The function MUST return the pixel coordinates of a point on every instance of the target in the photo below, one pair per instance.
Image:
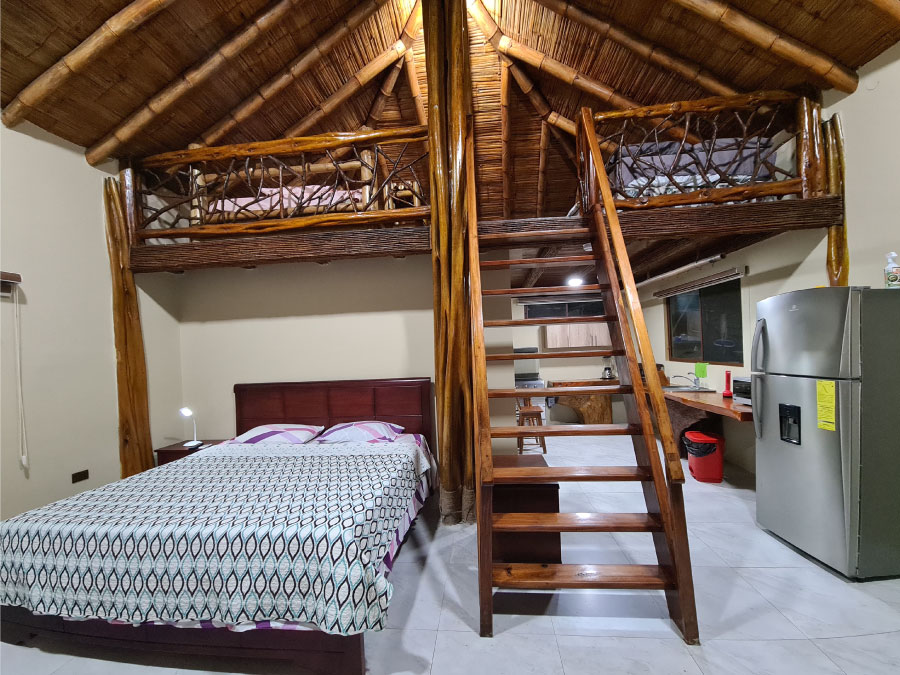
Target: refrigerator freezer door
(813, 333)
(803, 472)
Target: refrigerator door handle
(754, 347)
(756, 399)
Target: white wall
(796, 260)
(345, 320)
(57, 243)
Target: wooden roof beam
(227, 52)
(658, 56)
(365, 75)
(765, 37)
(889, 7)
(293, 71)
(125, 21)
(546, 64)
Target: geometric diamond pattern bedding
(232, 534)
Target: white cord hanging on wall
(20, 399)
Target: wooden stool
(529, 416)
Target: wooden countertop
(712, 402)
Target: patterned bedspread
(233, 534)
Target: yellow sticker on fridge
(825, 404)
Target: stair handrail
(591, 146)
(481, 416)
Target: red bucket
(706, 454)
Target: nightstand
(176, 451)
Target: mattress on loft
(243, 536)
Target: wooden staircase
(661, 477)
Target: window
(705, 325)
(563, 309)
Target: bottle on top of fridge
(892, 271)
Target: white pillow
(278, 433)
(370, 431)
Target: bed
(265, 550)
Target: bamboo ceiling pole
(692, 72)
(365, 75)
(765, 37)
(545, 64)
(413, 81)
(293, 71)
(889, 7)
(543, 149)
(135, 447)
(125, 21)
(505, 159)
(182, 86)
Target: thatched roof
(136, 77)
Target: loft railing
(600, 207)
(360, 179)
(748, 147)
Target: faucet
(693, 379)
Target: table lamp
(187, 412)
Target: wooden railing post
(135, 447)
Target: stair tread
(587, 353)
(551, 321)
(547, 290)
(556, 474)
(576, 522)
(560, 391)
(566, 430)
(537, 576)
(550, 261)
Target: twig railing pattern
(368, 178)
(746, 147)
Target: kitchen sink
(699, 390)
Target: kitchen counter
(712, 402)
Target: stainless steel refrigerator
(826, 409)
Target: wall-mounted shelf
(7, 280)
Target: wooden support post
(135, 446)
(505, 154)
(838, 260)
(449, 105)
(544, 149)
(413, 81)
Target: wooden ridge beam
(292, 72)
(225, 53)
(125, 21)
(365, 75)
(889, 7)
(514, 49)
(643, 49)
(771, 40)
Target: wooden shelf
(712, 402)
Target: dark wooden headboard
(405, 401)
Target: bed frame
(404, 401)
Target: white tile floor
(764, 609)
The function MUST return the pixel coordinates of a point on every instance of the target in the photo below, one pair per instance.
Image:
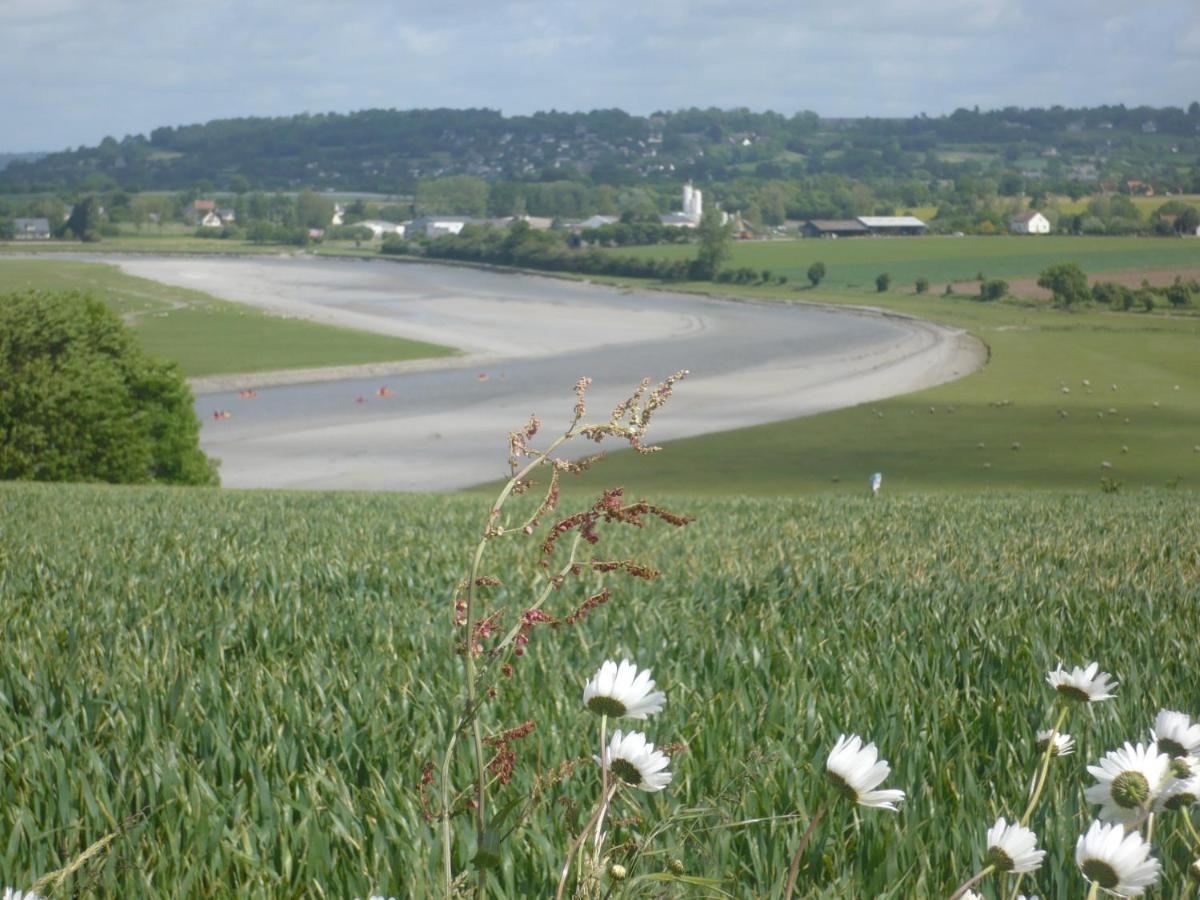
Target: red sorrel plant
(491, 639)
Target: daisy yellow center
(843, 786)
(1171, 748)
(1180, 801)
(1042, 747)
(1129, 790)
(625, 771)
(1072, 693)
(1000, 859)
(1101, 873)
(1181, 767)
(607, 706)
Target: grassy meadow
(210, 336)
(252, 682)
(853, 263)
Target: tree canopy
(79, 401)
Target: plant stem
(793, 870)
(579, 841)
(1192, 827)
(972, 881)
(472, 689)
(1044, 769)
(447, 834)
(604, 789)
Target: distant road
(441, 425)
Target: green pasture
(210, 336)
(855, 262)
(1145, 205)
(245, 687)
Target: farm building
(833, 228)
(31, 229)
(437, 226)
(1030, 222)
(893, 225)
(379, 228)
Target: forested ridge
(393, 151)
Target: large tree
(79, 401)
(714, 235)
(1067, 282)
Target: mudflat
(437, 425)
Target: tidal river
(443, 424)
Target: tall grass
(262, 677)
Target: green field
(931, 441)
(855, 262)
(262, 677)
(209, 336)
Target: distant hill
(6, 159)
(390, 150)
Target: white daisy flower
(1128, 781)
(1119, 862)
(858, 771)
(1180, 793)
(1086, 685)
(636, 762)
(1013, 847)
(1063, 744)
(623, 691)
(1175, 733)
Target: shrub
(79, 401)
(1067, 283)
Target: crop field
(244, 688)
(210, 336)
(853, 263)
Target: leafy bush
(1067, 283)
(79, 401)
(993, 289)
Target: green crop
(246, 687)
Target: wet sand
(436, 425)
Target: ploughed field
(262, 677)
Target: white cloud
(95, 67)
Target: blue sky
(78, 70)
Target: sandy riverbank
(442, 424)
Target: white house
(1030, 222)
(31, 229)
(437, 226)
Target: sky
(76, 71)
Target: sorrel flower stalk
(628, 421)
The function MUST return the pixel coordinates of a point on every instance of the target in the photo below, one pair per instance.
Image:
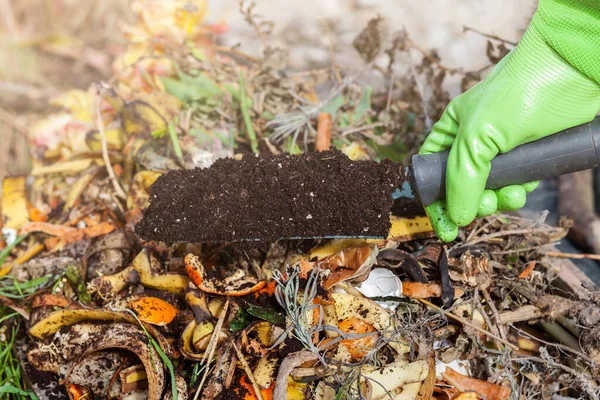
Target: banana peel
(14, 202)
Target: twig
(525, 313)
(362, 128)
(490, 302)
(246, 115)
(424, 102)
(487, 319)
(513, 251)
(212, 346)
(175, 141)
(512, 232)
(470, 325)
(557, 345)
(388, 104)
(571, 255)
(248, 372)
(589, 386)
(487, 35)
(111, 173)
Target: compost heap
(92, 311)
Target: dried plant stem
(525, 313)
(470, 325)
(490, 302)
(422, 95)
(248, 372)
(511, 232)
(212, 346)
(571, 255)
(244, 107)
(590, 387)
(557, 345)
(111, 173)
(487, 35)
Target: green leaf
(160, 133)
(241, 320)
(20, 290)
(6, 251)
(266, 314)
(189, 88)
(175, 140)
(293, 150)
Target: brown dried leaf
(370, 40)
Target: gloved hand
(532, 93)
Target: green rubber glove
(532, 93)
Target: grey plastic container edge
(571, 150)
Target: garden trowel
(173, 217)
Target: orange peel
(358, 347)
(153, 310)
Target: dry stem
(248, 372)
(111, 173)
(470, 325)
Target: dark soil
(322, 194)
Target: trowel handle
(571, 150)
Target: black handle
(571, 150)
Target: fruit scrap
(488, 390)
(153, 310)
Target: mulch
(323, 194)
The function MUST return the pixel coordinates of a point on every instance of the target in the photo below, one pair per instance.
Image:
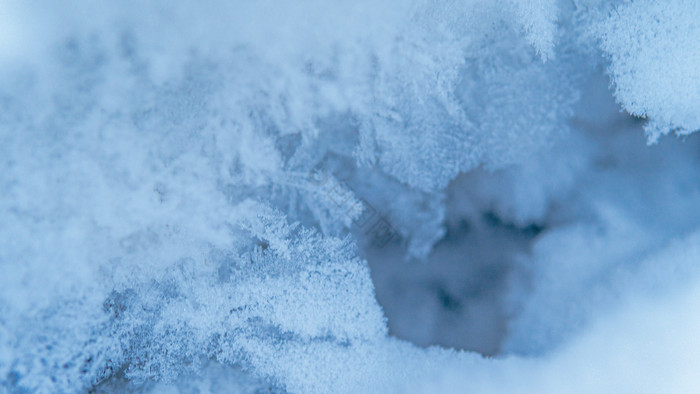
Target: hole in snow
(456, 297)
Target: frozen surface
(349, 196)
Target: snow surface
(349, 196)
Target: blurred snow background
(305, 197)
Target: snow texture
(349, 196)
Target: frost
(331, 196)
(653, 50)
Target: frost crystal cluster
(350, 196)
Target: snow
(349, 196)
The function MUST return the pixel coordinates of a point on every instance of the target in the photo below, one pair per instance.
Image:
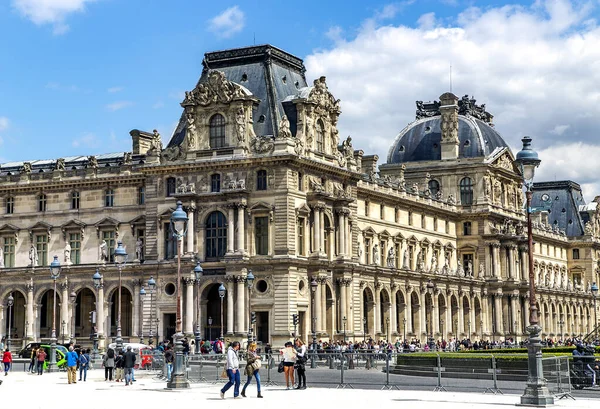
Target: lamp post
(250, 282)
(430, 321)
(178, 227)
(313, 289)
(222, 296)
(97, 278)
(54, 274)
(595, 293)
(536, 392)
(198, 274)
(10, 301)
(120, 260)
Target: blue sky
(77, 75)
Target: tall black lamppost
(222, 296)
(536, 392)
(178, 227)
(250, 282)
(10, 301)
(595, 293)
(198, 274)
(54, 274)
(313, 289)
(120, 260)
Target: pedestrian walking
(301, 363)
(108, 362)
(233, 371)
(41, 358)
(252, 367)
(72, 359)
(119, 362)
(289, 359)
(7, 361)
(129, 362)
(84, 362)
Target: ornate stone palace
(269, 186)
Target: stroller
(584, 371)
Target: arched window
(466, 191)
(434, 187)
(217, 131)
(261, 180)
(320, 136)
(216, 235)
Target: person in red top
(7, 361)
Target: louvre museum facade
(431, 240)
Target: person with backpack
(84, 362)
(108, 361)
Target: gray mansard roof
(269, 73)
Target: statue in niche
(33, 256)
(391, 257)
(376, 259)
(240, 123)
(284, 128)
(103, 251)
(67, 253)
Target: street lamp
(250, 282)
(198, 274)
(430, 321)
(178, 227)
(313, 289)
(222, 296)
(120, 260)
(595, 293)
(54, 274)
(10, 303)
(536, 392)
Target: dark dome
(421, 140)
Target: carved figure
(284, 128)
(67, 253)
(33, 256)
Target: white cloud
(228, 23)
(536, 69)
(115, 106)
(53, 12)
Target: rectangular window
(41, 244)
(261, 235)
(9, 251)
(109, 198)
(75, 243)
(300, 235)
(141, 195)
(75, 200)
(109, 238)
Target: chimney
(449, 111)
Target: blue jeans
(257, 376)
(234, 379)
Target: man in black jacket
(129, 362)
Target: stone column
(319, 316)
(230, 304)
(136, 308)
(230, 229)
(190, 230)
(239, 306)
(189, 307)
(241, 228)
(30, 316)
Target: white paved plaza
(51, 391)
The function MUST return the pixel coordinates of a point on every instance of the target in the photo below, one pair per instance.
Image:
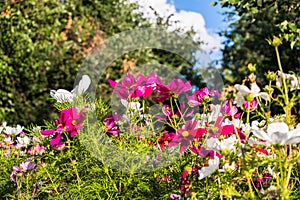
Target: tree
(43, 44)
(255, 21)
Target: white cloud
(186, 21)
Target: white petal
(263, 95)
(254, 88)
(293, 140)
(124, 102)
(213, 165)
(262, 135)
(83, 84)
(243, 89)
(277, 127)
(61, 95)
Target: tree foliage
(43, 44)
(254, 22)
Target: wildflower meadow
(148, 115)
(199, 143)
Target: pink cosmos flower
(173, 89)
(111, 125)
(218, 129)
(201, 151)
(131, 88)
(175, 196)
(165, 139)
(230, 110)
(187, 134)
(69, 121)
(24, 166)
(202, 95)
(251, 106)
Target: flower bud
(252, 68)
(249, 97)
(275, 42)
(271, 76)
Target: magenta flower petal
(227, 129)
(47, 132)
(56, 139)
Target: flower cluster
(68, 124)
(22, 169)
(15, 137)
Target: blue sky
(199, 15)
(212, 14)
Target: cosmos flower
(62, 95)
(243, 91)
(173, 89)
(278, 133)
(131, 88)
(213, 165)
(291, 78)
(187, 134)
(69, 121)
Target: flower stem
(286, 96)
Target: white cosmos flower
(228, 144)
(213, 165)
(13, 130)
(228, 167)
(62, 95)
(278, 133)
(294, 83)
(244, 90)
(220, 145)
(23, 142)
(134, 106)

========================

▶ _The exercise_: Exactly and exclusively, repeat the lines from the line that contains "Target: white petal" through the end of the records, both ends included.

▶ _Final answer_:
Target: white petal
(263, 95)
(254, 88)
(293, 140)
(124, 102)
(213, 165)
(262, 135)
(83, 84)
(243, 89)
(277, 127)
(61, 95)
Target: tree foliage
(43, 44)
(254, 22)
Target: wildflower meadow
(148, 115)
(199, 143)
Target: pink cosmos flower
(173, 89)
(111, 125)
(218, 129)
(201, 151)
(131, 88)
(175, 196)
(165, 139)
(230, 110)
(187, 134)
(69, 121)
(24, 166)
(202, 95)
(251, 106)
Target: flower bud
(252, 68)
(249, 97)
(275, 42)
(271, 76)
Target: magenta flower petal
(227, 129)
(47, 132)
(56, 139)
Target: flower cluster
(68, 124)
(22, 169)
(15, 137)
Target: blue sky
(199, 15)
(212, 14)
Target: cosmos flower
(62, 95)
(243, 91)
(173, 89)
(278, 133)
(131, 88)
(213, 165)
(291, 78)
(187, 134)
(69, 121)
Target: flower stem
(286, 96)
Target: white cosmos flower
(228, 144)
(213, 165)
(13, 130)
(228, 167)
(62, 95)
(278, 133)
(294, 83)
(244, 90)
(220, 145)
(23, 142)
(134, 106)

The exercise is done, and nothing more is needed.